Saved entries.
__________

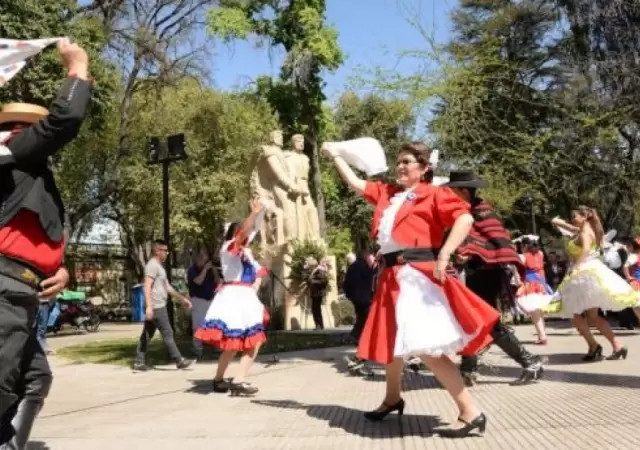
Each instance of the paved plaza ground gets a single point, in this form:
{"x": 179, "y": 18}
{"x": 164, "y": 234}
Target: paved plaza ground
{"x": 307, "y": 402}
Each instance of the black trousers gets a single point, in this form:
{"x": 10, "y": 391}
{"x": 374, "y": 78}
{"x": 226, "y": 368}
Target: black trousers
{"x": 316, "y": 310}
{"x": 25, "y": 376}
{"x": 159, "y": 322}
{"x": 488, "y": 284}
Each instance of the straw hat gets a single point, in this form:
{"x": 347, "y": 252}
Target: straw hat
{"x": 22, "y": 113}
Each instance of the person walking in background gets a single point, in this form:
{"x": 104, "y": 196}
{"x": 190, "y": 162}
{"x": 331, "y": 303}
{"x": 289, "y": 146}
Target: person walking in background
{"x": 358, "y": 288}
{"x": 202, "y": 281}
{"x": 534, "y": 294}
{"x": 554, "y": 270}
{"x": 318, "y": 282}
{"x": 156, "y": 292}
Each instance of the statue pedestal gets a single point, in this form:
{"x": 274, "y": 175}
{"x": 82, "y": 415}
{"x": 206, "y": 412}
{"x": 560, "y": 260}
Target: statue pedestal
{"x": 297, "y": 310}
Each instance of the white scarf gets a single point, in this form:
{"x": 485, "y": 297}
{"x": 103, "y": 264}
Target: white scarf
{"x": 14, "y": 55}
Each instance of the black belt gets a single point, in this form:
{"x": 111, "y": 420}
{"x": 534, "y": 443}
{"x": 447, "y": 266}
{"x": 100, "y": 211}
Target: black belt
{"x": 409, "y": 255}
{"x": 21, "y": 272}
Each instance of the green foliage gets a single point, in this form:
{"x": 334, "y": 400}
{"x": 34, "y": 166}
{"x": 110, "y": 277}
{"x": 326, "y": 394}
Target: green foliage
{"x": 311, "y": 47}
{"x": 392, "y": 122}
{"x": 519, "y": 97}
{"x": 343, "y": 312}
{"x": 222, "y": 132}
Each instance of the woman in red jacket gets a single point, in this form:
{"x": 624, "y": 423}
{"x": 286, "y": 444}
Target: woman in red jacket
{"x": 418, "y": 309}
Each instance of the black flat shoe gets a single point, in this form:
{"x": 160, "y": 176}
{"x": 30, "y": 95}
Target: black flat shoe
{"x": 593, "y": 355}
{"x": 620, "y": 354}
{"x": 479, "y": 423}
{"x": 378, "y": 415}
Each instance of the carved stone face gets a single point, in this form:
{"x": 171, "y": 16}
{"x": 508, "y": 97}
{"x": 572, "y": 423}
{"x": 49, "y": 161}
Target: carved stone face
{"x": 276, "y": 138}
{"x": 297, "y": 142}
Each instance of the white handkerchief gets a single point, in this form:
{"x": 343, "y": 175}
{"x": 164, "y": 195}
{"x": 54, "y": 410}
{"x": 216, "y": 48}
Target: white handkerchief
{"x": 14, "y": 55}
{"x": 439, "y": 181}
{"x": 365, "y": 154}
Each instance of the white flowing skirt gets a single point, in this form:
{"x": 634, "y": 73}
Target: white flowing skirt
{"x": 235, "y": 319}
{"x": 593, "y": 285}
{"x": 426, "y": 324}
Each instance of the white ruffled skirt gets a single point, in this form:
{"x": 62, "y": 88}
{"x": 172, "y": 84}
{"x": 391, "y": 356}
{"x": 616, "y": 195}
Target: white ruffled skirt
{"x": 426, "y": 324}
{"x": 592, "y": 285}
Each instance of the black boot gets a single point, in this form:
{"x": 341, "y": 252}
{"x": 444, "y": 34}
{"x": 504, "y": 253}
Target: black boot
{"x": 469, "y": 370}
{"x": 22, "y": 423}
{"x": 509, "y": 343}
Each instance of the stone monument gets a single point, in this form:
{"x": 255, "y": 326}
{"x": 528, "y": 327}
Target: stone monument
{"x": 306, "y": 212}
{"x": 280, "y": 179}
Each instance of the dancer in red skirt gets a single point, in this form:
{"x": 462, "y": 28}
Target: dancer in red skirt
{"x": 235, "y": 321}
{"x": 418, "y": 309}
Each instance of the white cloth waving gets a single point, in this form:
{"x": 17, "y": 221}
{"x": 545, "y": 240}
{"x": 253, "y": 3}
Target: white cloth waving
{"x": 365, "y": 154}
{"x": 14, "y": 55}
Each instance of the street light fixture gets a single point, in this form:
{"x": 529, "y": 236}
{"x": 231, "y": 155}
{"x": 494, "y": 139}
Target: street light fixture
{"x": 164, "y": 153}
{"x": 529, "y": 201}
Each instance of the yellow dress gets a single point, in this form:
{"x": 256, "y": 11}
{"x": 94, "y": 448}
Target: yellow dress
{"x": 591, "y": 284}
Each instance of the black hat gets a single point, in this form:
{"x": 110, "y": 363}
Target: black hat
{"x": 465, "y": 179}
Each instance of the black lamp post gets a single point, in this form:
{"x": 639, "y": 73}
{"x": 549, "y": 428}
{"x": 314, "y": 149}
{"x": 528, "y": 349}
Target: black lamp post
{"x": 165, "y": 153}
{"x": 529, "y": 200}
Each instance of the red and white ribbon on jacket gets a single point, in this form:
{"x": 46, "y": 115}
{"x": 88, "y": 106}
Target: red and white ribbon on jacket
{"x": 14, "y": 55}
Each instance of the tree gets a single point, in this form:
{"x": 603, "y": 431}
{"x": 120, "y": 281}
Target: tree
{"x": 150, "y": 42}
{"x": 206, "y": 190}
{"x": 81, "y": 165}
{"x": 311, "y": 46}
{"x": 389, "y": 120}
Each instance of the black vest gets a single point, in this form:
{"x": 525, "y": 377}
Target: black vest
{"x": 26, "y": 181}
{"x": 33, "y": 189}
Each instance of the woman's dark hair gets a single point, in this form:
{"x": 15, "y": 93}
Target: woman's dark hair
{"x": 421, "y": 153}
{"x": 519, "y": 248}
{"x": 231, "y": 231}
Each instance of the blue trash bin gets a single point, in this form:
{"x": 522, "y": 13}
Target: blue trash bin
{"x": 137, "y": 303}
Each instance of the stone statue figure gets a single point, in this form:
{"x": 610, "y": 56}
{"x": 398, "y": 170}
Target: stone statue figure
{"x": 307, "y": 214}
{"x": 271, "y": 180}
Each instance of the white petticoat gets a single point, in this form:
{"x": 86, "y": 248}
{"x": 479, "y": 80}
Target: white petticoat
{"x": 593, "y": 285}
{"x": 426, "y": 324}
{"x": 533, "y": 302}
{"x": 234, "y": 309}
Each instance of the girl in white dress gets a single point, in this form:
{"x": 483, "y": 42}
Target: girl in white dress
{"x": 235, "y": 321}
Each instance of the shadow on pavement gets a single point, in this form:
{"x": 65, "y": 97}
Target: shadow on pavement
{"x": 37, "y": 445}
{"x": 352, "y": 421}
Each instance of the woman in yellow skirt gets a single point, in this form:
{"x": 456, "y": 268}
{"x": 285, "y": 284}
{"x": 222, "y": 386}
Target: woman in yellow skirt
{"x": 590, "y": 284}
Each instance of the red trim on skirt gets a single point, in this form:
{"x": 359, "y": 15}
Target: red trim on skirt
{"x": 474, "y": 315}
{"x": 530, "y": 287}
{"x": 215, "y": 337}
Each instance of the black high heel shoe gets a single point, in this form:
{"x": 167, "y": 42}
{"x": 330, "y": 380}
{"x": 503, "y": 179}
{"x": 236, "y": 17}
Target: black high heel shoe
{"x": 622, "y": 353}
{"x": 479, "y": 423}
{"x": 594, "y": 354}
{"x": 378, "y": 415}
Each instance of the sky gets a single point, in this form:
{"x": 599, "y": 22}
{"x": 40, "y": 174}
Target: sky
{"x": 372, "y": 33}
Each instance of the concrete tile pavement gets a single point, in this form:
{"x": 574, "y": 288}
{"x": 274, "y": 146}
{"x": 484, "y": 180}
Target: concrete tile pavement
{"x": 307, "y": 403}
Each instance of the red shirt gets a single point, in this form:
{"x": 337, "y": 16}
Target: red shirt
{"x": 24, "y": 239}
{"x": 535, "y": 262}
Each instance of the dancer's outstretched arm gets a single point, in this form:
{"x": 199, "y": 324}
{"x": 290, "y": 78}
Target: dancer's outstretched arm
{"x": 247, "y": 226}
{"x": 558, "y": 222}
{"x": 346, "y": 173}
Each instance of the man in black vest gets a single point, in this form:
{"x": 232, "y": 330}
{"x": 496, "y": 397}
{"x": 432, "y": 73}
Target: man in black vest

__________

What you have to do. Return exactly the lines from the line bearing "Each instance of the woman in yellow" to the end of the records, inclusive of both; include no other lines.

Answer to this problem.
Each instance of the woman in yellow skirt gets a single point, in this form:
{"x": 456, "y": 268}
{"x": 285, "y": 284}
{"x": 222, "y": 386}
Target: woman in yellow skirt
{"x": 590, "y": 284}
Each instance of the red trim on skirt gets a single point, in this form:
{"x": 359, "y": 15}
Target: red trim on skirt
{"x": 474, "y": 315}
{"x": 530, "y": 287}
{"x": 215, "y": 337}
Each instance of the black high heel shoe gets a single point, in this form:
{"x": 167, "y": 42}
{"x": 330, "y": 380}
{"x": 503, "y": 179}
{"x": 236, "y": 17}
Target: black high heel shoe
{"x": 622, "y": 353}
{"x": 479, "y": 423}
{"x": 594, "y": 354}
{"x": 378, "y": 415}
Each instance of the sky gets a single point, in this form:
{"x": 599, "y": 22}
{"x": 40, "y": 174}
Target: sky
{"x": 372, "y": 33}
Each instance of the concrete tile pavement gets a single point, in this form:
{"x": 574, "y": 288}
{"x": 274, "y": 146}
{"x": 484, "y": 180}
Target: concrete tile pavement
{"x": 307, "y": 403}
Each instance of the red shirt gets a single point, in this form:
{"x": 337, "y": 16}
Target: red shirt
{"x": 24, "y": 239}
{"x": 535, "y": 262}
Each instance of the dancer's outstretched arm gets a single point, in this form:
{"x": 199, "y": 324}
{"x": 290, "y": 78}
Target: dancer's outstretched arm
{"x": 247, "y": 226}
{"x": 558, "y": 222}
{"x": 346, "y": 173}
Each instance of the man in black vest gets a single point, in this form:
{"x": 232, "y": 330}
{"x": 496, "y": 397}
{"x": 432, "y": 73}
Target: man in black vest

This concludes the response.